▶ **Required action A**
From the discussion of intelligence and awareness, copy the passage from "Yes, that's what" up to and including "digestive heterotroph division).".
▶ **Required action B**
List every person named in the discussion of intelligence and awareness, giving each name once.

▶ **Exercise text**
* * *
Yes, that's what I meant 2 comments above by "fungus" (though to be fair, whether slime molds are fungi depends on your definition, they used to be classified as one, before "protist kingdom" was made up to mix protozoa, algae & molds, but I keep preferring the traditional autotroph / absorptive heterotroph / digestive heterotroph division).
I also mentioned ants who can find the optimal path by simply following scents left by other ants without understanding how this helps with that.
You can be intelligent without being aware of your intelligence, or you can be stupid without being aware of your stupidity... like how humans are actually creating problems for themselves in many cases.
Intelligence != awareness
If your definition of intelligence doesn't include awareness it's not very useful.
I don't know, I feel it's actually the opposite. Awareness is something you can only experience subjectively, it's "qualia", a quality that you cannot measure outside of yourself or detect externally. There's a reason IQ ("intelligence" quotient) tests use puzzles/problems and don't test conscious awareness. Most of the time in science intelligence is defined as problem solving and capacity to adapt/extrapolate because that definition makes it observable and more scientifically useful.
If it were to include awareness then we can't in good faith answer the question: "is it intelligent?" ..we can only say we don't know. This is the main struggle of philosophy of the mind, what is often called "the hard problem of consciousness". Empirical analysis would not show if something is having (or not) the conscious experience of being aware.
Let me rephrase. If your definition of intelligence includes slime mold then the term is not very useful.
There's a reason philosophy of the mind exists as a field of study. If we just assign intelligence to anything that can solve problems, which is what you seem to be doing, we are forced to assign intelligence to things which clearly don't have minds and aren't aware and can't think. That's a problem.
Why is it a problem?
Generally, I'd say having clear, specific and useful definitions is a good thing to help communicate and understand what we are talking about and avoid misinterpretations.
What is the reason you think philosophy of the mind exists as a field of study?
In part, so we don't assign intelligence to mindless, unaware, unthinking things like slime mold - it's so we keep our definitions clear and useful, so we can communicate about and understand what intelligence even is.
What you're doing actually creates an unclear and useless definition that makes communication harder and spreads misunderstanding. Your definition of intelligence, which is what the AI companies use, has made people more confused than ever about "intelligence" and only serves the interests of the companies for generating hype and attracting investor cash.
There are many philosophers of the mind that agree that intelligence and consciousness are separate things.
Some examples are Daniel Dennett and John Searle.
There are also currents of thought in philosophy of the mind that disagree that even things like "slime mold" are mindless. Both from the materialist direction (like panpsychysm) and from the idealist direction (Bernardo Kastrup's idealism).
Most philosophers of the mind would disagree that the reason for their field to exist really has anything to do with any specific terminology / position. I'd say it has more to do with curiosity and the interest for seeking truth. Like most fields of philosophy do.
I'd argue it's your definition, which includes consciousness, what makes AI an attractive term for investors. Precisely because you say intelligence include awareness and it can lead to people to misinterpret AI as self-aware.
Promoting your definition helps the interests of the companies who want to generate hype, and causes just as much confusion as you attribute to mine in that regard.
At least mine is simpler and makes it easier to invalidate the hype, since if intelligence isn't awareness then AI isn't awareness. Many philosophers have agreed with that, for years, before LLMs were a thing. John Searle for example is famous for the Chinese room experiment.
* * *
▶ **Data segment**
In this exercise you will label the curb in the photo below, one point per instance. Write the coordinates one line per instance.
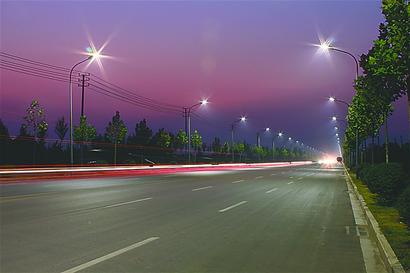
* * *
▶ **Answer area A**
Yes, that's what I meant 2 comments above by "fungus" (though to be fair, whether slime molds are fungi depends on your definition, they used to be classified as one, before "protist kingdom" was made up to mix protozoa, algae & molds, but I keep preferring the traditional autotroph / absorptive heterotroph / digestive heterotroph division).

▶ **Answer area B**
Daniel Dennett
John Searle
Bernardo Kastrup